EXERCISE –
Your task is to write out exactly the lines from the line containing "Exercise. Put one marker on every instance of the rocky outcrop" through the end of the records, inclusive at both ends.

EXCERPTED DATA –
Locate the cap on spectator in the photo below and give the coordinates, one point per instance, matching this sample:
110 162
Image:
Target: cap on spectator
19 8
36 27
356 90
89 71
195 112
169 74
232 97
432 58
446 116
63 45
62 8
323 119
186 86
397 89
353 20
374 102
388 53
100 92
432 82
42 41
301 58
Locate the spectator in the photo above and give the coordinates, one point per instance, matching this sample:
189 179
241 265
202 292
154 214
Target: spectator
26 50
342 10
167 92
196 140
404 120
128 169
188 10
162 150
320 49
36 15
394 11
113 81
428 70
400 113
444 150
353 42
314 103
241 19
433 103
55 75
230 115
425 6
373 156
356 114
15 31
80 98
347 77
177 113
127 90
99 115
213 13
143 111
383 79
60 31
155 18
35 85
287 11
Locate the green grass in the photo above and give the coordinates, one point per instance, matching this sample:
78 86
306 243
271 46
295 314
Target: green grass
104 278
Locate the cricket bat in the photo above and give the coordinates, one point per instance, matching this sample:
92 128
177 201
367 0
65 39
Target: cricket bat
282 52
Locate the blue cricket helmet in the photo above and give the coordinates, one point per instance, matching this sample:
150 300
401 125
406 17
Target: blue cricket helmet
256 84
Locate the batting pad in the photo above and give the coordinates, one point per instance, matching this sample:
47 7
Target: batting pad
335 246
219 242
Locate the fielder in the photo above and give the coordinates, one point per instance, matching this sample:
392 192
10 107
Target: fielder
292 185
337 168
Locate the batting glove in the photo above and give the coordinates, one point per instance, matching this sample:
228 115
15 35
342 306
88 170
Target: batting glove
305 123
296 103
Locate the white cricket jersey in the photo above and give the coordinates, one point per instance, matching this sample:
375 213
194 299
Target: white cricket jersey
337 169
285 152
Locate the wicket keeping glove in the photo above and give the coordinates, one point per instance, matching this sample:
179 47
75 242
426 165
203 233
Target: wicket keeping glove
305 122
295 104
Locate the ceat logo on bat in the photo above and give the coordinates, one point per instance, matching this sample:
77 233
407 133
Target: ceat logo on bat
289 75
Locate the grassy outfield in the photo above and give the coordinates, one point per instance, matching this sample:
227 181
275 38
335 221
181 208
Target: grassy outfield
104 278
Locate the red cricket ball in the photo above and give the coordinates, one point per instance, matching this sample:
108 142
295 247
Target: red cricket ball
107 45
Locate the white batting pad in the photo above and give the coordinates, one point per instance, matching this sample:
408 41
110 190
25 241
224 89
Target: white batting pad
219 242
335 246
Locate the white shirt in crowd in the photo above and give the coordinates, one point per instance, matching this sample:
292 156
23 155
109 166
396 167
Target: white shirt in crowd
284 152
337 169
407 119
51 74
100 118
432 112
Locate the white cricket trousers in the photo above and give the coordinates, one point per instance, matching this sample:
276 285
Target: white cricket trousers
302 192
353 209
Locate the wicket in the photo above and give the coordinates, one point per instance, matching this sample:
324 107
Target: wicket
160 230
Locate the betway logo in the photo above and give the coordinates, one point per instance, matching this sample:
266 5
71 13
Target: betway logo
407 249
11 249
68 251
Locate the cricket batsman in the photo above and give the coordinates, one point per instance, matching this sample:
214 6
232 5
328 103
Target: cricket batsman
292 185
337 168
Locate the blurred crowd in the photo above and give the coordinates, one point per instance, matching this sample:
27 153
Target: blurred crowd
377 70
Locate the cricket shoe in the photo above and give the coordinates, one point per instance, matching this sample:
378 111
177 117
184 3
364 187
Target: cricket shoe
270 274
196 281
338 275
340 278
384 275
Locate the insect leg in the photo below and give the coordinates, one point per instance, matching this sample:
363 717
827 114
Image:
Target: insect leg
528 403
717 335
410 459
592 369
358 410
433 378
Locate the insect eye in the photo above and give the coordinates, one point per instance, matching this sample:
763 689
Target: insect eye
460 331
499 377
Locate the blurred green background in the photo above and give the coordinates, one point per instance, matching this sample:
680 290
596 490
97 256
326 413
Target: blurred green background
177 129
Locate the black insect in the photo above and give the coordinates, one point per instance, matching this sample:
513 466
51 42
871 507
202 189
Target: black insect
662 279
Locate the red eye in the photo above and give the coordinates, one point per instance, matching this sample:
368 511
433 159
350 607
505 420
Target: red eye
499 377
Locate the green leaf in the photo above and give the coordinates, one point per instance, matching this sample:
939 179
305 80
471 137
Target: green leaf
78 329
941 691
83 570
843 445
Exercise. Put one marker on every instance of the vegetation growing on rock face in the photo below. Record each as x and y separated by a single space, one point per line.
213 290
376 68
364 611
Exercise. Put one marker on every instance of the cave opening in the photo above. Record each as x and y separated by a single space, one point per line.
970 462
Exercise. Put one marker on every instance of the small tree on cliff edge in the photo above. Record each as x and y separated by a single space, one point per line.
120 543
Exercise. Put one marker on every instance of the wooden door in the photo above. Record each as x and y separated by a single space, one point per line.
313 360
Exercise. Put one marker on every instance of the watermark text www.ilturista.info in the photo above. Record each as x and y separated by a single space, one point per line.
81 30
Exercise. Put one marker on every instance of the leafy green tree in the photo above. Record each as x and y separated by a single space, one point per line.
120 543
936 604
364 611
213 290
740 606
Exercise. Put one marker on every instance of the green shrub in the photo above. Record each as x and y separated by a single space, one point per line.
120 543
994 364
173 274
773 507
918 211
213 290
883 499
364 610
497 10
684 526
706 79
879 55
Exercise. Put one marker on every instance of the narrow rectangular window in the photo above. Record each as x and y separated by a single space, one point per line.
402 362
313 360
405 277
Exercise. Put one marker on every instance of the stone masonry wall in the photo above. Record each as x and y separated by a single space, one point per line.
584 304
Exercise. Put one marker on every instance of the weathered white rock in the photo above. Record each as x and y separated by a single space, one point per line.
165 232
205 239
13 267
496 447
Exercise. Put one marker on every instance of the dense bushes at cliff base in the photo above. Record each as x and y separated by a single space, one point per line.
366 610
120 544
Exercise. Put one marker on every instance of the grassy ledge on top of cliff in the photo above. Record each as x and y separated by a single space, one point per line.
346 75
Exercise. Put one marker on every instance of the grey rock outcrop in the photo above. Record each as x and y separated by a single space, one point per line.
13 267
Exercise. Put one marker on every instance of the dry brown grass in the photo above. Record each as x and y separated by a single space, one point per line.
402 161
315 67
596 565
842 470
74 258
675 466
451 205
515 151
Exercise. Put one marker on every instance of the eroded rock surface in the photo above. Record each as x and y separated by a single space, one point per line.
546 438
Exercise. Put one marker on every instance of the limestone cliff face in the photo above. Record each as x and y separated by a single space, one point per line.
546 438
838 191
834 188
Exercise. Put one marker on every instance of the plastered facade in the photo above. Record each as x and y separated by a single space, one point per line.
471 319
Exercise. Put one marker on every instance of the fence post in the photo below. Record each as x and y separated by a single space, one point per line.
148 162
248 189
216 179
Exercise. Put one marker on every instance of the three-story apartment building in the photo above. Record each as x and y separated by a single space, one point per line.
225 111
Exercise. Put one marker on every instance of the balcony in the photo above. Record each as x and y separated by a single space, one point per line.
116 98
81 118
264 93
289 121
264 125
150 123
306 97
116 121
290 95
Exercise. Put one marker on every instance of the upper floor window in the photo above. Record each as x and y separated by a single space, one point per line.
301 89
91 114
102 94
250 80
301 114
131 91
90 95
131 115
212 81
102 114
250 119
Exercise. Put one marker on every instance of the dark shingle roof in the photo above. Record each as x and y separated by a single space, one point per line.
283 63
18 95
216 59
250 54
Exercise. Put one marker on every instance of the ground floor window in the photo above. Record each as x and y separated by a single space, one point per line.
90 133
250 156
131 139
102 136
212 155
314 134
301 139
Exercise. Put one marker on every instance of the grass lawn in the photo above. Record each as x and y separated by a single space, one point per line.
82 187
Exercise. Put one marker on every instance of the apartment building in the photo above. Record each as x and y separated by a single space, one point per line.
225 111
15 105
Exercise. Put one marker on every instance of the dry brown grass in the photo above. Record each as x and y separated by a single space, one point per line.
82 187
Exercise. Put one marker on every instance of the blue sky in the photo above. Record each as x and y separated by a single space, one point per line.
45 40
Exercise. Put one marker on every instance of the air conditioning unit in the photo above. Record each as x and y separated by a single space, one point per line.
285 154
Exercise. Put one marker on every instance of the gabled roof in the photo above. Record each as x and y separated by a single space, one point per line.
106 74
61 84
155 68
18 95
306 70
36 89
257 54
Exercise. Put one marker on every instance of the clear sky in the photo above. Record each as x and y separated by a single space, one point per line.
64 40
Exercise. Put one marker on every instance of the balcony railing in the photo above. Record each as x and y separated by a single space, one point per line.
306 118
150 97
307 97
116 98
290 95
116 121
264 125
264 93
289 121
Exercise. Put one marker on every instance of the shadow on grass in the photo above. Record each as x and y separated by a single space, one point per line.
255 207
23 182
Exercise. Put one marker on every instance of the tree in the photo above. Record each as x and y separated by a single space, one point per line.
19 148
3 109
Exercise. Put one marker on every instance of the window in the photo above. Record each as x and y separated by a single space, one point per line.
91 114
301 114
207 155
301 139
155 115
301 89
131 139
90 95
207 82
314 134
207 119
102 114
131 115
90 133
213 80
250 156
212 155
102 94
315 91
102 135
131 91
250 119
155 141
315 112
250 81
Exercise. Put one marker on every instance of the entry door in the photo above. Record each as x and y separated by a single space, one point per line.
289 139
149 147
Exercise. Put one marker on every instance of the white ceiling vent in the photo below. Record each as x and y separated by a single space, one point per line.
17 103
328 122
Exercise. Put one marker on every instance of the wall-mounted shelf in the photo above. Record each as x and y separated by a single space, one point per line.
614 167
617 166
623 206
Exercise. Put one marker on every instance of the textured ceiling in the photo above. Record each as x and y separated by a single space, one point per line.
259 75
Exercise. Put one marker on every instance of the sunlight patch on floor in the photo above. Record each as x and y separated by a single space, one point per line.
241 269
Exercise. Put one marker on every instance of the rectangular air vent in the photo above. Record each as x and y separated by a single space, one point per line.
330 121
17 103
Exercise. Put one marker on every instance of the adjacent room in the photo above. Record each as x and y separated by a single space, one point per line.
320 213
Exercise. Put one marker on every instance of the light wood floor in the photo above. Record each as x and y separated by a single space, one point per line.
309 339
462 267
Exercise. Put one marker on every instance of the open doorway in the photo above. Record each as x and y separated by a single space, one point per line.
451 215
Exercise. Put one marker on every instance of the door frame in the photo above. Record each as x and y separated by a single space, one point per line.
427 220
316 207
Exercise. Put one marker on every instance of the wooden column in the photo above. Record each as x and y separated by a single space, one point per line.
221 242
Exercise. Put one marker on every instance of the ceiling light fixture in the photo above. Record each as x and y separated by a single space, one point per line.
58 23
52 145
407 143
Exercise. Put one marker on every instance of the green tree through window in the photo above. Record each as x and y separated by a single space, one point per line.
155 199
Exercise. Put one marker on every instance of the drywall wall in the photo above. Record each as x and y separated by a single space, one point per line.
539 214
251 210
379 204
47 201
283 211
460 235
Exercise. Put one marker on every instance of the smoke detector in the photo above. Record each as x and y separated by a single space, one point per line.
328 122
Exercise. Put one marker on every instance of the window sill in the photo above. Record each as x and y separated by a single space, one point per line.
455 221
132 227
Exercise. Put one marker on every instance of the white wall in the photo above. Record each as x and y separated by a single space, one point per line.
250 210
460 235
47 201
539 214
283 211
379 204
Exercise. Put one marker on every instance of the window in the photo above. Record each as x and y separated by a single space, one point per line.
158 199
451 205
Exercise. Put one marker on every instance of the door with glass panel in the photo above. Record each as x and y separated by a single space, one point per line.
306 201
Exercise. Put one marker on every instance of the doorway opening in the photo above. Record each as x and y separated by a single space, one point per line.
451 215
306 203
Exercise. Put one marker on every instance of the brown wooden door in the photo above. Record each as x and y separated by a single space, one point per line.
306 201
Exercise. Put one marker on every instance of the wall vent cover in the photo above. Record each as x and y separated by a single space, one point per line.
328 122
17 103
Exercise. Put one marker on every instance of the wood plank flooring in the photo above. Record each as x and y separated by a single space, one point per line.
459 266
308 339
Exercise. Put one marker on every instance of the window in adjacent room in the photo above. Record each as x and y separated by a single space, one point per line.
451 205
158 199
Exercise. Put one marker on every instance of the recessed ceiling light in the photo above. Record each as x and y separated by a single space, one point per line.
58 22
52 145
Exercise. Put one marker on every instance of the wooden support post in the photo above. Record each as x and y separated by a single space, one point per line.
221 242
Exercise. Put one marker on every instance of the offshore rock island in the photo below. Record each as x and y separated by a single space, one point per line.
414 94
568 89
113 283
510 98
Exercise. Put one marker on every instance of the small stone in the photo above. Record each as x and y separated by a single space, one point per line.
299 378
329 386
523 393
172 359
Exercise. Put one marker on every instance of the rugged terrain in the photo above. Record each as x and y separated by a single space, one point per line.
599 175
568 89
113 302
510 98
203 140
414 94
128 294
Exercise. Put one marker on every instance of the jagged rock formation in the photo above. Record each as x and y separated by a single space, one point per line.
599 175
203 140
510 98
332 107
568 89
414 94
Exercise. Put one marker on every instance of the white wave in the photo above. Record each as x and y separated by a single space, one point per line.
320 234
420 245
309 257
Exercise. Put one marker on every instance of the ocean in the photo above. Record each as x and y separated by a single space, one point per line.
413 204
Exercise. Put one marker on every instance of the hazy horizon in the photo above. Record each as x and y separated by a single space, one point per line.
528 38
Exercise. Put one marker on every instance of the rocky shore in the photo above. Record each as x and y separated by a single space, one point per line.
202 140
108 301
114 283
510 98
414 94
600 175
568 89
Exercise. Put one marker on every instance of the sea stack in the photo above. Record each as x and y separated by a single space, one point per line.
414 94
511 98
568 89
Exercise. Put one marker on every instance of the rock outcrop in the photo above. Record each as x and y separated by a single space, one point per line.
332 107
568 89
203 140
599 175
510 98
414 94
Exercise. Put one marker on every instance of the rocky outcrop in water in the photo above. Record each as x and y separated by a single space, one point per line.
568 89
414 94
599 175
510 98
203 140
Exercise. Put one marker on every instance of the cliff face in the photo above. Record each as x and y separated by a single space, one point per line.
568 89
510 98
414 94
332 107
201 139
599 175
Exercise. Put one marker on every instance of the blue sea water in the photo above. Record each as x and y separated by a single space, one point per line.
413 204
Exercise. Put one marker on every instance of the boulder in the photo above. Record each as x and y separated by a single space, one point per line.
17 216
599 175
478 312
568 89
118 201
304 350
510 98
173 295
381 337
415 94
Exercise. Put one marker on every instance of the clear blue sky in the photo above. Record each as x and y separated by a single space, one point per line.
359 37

THE SOLUTION –
Exercise. Put one marker on every instance of the rocky outcrop in water in the photo above. Record each as x and y separated by a single space, one point per line.
568 89
414 94
599 175
510 98
203 140
Exercise. Put one marker on every instance of the cliff face in the photo above. Record each as x and y separated by a single space, one point per line.
568 89
510 98
414 94
332 107
201 139
599 175
Exercise. Put one marker on every instance of the blue sea water in the photo above. Record each as x and y separated by a single space, one point per line.
413 204
Exercise. Put one marker on every instance of the boulder in the photo above. Record each as x and y separated by a single space, one point per line.
17 216
599 175
478 312
568 89
118 201
304 350
510 98
173 295
381 337
415 94
Exercise. Put one marker on every instance of the clear blue sky in the photo above. Record each as x and y separated by a single space, one point per line.
359 37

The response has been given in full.